* [Work to be completed] Please output only the lines that begin at the line with "point: the yellow-ringed" and run through the end of the entries below, exactly as written. Drop all pictures.

(Dataset entries)
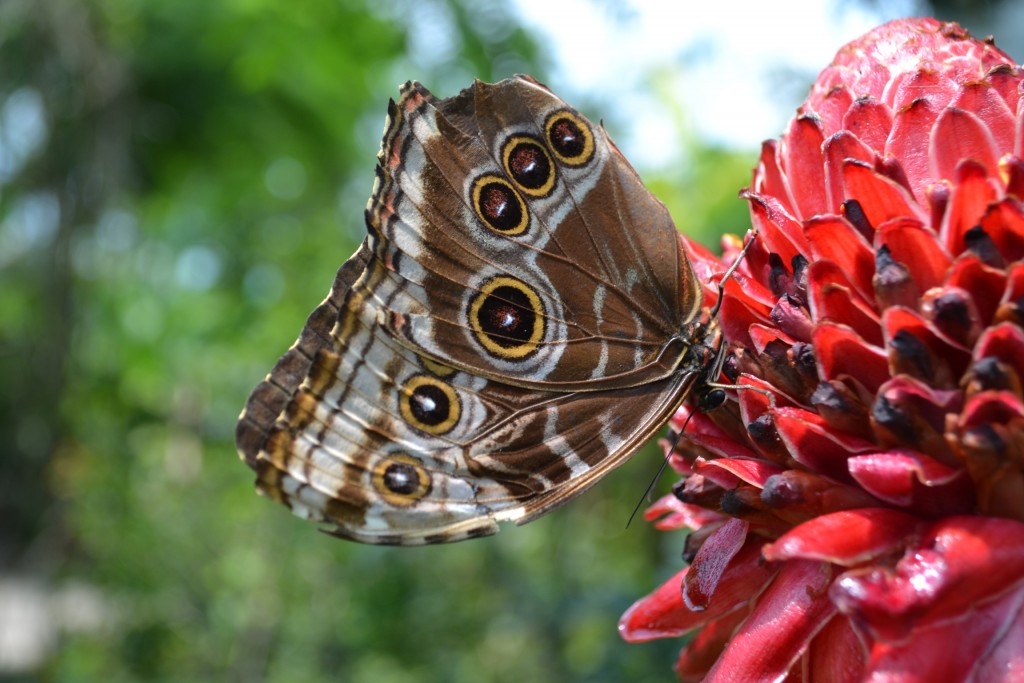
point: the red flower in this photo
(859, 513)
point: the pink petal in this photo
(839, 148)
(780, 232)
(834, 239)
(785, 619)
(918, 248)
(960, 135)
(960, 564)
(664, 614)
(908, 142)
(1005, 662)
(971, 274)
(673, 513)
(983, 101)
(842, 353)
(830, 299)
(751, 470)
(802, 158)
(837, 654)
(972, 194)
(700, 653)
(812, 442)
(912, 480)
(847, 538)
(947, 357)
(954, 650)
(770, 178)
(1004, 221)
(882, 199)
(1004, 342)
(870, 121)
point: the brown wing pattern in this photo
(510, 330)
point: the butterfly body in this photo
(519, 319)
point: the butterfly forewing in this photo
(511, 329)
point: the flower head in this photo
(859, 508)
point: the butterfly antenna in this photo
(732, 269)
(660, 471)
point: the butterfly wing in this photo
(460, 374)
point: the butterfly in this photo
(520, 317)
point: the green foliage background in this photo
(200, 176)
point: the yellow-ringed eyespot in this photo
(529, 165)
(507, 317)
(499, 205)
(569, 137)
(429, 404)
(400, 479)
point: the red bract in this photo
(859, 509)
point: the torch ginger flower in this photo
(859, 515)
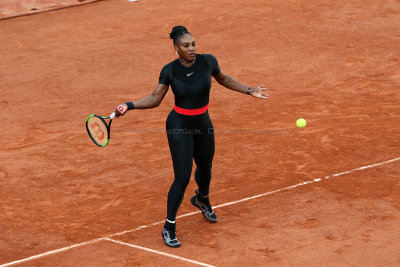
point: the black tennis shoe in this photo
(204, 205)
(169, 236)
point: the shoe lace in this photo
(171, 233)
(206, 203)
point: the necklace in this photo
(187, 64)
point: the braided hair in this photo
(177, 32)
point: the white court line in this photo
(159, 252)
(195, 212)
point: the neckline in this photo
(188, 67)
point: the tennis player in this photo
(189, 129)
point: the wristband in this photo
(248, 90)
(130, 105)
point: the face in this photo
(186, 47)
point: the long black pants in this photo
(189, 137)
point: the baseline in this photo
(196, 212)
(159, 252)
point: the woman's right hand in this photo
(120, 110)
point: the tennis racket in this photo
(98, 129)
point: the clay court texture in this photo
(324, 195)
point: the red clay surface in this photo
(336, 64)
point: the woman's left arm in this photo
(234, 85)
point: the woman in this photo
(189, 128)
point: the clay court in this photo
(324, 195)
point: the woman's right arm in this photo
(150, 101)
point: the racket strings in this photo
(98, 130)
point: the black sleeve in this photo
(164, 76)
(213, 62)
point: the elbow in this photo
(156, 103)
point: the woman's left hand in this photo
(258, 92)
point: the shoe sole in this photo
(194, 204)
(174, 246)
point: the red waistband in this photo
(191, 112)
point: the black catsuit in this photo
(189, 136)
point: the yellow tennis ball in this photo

* [Answer to the exercise]
point: the yellow-ringed eyespot in this photo
(529, 165)
(507, 317)
(499, 205)
(569, 137)
(429, 404)
(400, 479)
point: the red bract in this photo
(859, 509)
point: the torch ginger flower in this photo
(859, 515)
point: the black tennis shoe in this photo
(204, 205)
(169, 236)
point: the shoe lace in this photo
(171, 233)
(206, 203)
point: the necklace in this photo
(187, 64)
point: the braided hair in this photo
(177, 32)
point: the white court line in this photo
(159, 252)
(195, 212)
point: the neckline in this photo
(188, 67)
point: the tennis player in this photo
(189, 129)
point: the wristband in this photo
(248, 90)
(130, 105)
point: the face in this photo
(186, 47)
point: the long black pants in this photo
(189, 137)
point: the baseline in this photo
(196, 212)
(159, 252)
point: the woman's right hand in this photo
(120, 110)
point: the tennis racket in this photo
(98, 129)
point: the clay court texture in this photo
(324, 195)
point: the red clay surface in this photo
(336, 64)
point: the woman's left arm in this photo
(234, 85)
point: the woman in this photo
(189, 128)
point: the clay court in this photo
(324, 195)
point: the woman's right arm in this photo
(150, 101)
point: the racket strings in this photo
(98, 130)
point: the black sleeve in this photo
(164, 76)
(213, 62)
point: the elbow in this photo
(156, 103)
point: the woman's left hand in this photo
(258, 92)
point: the shoe sole in this photo
(194, 204)
(174, 246)
point: the red waistband in this photo
(191, 112)
point: the black catsuit in this photo
(189, 136)
point: the yellow tennis ball in this photo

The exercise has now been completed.